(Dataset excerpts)
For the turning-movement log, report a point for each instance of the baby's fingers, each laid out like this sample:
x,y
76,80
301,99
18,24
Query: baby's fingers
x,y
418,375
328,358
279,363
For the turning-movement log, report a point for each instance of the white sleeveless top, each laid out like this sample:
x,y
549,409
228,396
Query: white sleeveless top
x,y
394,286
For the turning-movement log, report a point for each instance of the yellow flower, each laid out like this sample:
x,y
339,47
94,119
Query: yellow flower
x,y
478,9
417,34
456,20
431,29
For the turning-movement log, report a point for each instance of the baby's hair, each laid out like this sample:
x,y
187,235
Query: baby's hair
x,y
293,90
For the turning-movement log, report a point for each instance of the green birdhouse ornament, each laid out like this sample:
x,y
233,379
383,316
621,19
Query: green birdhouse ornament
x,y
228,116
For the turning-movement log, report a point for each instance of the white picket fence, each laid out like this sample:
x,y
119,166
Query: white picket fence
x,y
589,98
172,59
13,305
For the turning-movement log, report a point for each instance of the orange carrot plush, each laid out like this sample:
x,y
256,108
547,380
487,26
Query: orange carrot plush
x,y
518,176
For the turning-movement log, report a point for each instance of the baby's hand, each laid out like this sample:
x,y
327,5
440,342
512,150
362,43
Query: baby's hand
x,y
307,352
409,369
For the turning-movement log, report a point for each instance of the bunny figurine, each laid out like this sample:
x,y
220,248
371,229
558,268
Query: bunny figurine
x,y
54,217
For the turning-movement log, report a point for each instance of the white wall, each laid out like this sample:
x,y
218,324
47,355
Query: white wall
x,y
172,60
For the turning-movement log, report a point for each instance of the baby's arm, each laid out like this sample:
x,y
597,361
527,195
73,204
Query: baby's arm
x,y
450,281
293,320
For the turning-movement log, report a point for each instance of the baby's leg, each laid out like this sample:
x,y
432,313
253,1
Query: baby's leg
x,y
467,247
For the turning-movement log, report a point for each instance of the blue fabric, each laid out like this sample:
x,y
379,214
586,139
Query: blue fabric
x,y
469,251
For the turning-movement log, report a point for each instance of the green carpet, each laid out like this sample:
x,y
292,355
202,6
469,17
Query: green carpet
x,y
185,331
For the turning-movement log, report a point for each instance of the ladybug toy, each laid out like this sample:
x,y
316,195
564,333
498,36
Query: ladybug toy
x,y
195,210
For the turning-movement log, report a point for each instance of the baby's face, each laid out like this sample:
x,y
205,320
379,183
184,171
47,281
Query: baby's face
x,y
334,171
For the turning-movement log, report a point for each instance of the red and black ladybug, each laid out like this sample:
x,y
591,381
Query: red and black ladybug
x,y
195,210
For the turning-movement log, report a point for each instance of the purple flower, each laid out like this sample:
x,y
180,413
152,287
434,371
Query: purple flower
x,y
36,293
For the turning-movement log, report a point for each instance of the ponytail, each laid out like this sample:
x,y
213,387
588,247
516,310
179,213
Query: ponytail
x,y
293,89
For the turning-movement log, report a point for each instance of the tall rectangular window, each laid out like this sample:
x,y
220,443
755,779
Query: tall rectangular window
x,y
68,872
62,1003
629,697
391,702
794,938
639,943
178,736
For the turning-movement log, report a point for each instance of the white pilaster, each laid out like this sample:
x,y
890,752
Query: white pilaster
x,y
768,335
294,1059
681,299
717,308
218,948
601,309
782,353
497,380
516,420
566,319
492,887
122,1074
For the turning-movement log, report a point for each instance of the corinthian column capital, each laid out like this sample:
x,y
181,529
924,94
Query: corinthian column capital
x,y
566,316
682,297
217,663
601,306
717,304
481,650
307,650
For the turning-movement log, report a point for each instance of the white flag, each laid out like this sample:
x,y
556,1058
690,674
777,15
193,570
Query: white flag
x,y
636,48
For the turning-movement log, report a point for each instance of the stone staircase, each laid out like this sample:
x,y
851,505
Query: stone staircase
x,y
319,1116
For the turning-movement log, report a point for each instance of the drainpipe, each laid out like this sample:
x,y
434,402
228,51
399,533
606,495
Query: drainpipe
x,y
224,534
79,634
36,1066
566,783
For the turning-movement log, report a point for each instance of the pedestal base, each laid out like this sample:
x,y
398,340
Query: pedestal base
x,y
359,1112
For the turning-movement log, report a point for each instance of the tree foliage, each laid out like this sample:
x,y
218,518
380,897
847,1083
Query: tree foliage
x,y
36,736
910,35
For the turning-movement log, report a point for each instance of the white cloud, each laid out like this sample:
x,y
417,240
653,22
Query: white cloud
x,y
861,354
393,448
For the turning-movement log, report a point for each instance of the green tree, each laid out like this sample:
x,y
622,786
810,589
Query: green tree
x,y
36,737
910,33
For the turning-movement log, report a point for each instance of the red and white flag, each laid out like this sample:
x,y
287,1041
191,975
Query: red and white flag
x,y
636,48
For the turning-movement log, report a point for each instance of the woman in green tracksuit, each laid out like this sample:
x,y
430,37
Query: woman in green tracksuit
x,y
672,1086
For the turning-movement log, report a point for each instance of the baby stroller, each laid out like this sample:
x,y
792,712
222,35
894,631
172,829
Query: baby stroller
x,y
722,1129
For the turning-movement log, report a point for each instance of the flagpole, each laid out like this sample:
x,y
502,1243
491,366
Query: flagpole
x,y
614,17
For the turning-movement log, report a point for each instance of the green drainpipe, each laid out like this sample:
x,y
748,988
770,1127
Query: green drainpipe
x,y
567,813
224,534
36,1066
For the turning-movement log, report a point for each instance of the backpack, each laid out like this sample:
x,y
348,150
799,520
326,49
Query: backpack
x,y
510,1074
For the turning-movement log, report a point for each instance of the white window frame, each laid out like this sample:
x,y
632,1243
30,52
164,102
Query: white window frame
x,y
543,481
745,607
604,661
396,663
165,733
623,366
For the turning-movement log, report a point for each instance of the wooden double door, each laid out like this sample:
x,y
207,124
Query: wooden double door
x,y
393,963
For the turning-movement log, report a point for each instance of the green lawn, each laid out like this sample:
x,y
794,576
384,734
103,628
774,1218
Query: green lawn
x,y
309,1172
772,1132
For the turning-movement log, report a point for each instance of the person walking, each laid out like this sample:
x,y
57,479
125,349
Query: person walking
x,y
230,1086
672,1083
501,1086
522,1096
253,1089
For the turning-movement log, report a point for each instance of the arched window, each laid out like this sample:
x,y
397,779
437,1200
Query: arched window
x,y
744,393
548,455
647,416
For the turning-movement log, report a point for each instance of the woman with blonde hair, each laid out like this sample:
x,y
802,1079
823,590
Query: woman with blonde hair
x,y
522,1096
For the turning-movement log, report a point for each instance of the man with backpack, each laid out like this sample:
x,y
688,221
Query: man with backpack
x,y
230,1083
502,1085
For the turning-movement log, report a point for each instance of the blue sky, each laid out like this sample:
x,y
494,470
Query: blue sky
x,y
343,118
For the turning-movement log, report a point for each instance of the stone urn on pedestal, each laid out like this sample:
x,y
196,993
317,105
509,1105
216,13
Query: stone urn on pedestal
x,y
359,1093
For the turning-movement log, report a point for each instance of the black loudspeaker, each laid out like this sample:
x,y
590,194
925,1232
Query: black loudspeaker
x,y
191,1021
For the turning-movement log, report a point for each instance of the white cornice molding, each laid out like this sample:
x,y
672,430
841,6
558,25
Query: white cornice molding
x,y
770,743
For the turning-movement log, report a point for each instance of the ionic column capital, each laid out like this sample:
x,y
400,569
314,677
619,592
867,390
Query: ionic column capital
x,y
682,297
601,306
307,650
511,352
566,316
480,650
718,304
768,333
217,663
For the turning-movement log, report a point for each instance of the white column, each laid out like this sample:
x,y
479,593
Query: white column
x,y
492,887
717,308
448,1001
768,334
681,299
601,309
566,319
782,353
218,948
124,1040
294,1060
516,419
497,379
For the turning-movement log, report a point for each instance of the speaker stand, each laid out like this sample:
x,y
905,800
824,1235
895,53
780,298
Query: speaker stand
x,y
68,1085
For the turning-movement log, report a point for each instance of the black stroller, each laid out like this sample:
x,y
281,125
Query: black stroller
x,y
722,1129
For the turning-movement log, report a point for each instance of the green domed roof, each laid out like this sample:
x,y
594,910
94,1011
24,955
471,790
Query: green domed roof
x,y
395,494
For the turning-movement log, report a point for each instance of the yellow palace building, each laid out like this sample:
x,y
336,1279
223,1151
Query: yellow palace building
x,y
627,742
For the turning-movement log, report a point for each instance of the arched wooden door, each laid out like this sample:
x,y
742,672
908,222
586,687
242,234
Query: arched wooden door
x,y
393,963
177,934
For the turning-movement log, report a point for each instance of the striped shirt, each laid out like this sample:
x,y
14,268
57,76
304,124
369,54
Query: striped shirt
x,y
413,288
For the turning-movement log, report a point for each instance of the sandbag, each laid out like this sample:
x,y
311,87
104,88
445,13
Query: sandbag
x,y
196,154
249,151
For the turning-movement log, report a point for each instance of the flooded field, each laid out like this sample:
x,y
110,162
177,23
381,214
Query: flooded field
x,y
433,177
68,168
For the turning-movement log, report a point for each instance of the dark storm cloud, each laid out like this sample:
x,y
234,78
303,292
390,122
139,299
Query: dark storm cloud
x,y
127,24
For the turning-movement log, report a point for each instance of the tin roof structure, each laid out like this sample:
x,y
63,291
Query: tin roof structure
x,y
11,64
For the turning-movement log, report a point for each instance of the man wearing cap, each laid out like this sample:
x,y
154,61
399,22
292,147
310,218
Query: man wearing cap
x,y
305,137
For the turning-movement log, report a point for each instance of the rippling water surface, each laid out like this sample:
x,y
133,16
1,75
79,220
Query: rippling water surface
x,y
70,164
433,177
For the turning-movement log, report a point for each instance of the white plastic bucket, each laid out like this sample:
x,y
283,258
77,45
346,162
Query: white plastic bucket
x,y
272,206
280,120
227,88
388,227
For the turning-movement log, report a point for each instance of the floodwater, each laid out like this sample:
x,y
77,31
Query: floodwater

Prompt => Whenever the word "floodwater" shows up in a line of the entries, copy that line.

Exercise result =>
For the turning-movement log, report a point for each instance of the floodwater, each laid out like this sample:
Query: floodwater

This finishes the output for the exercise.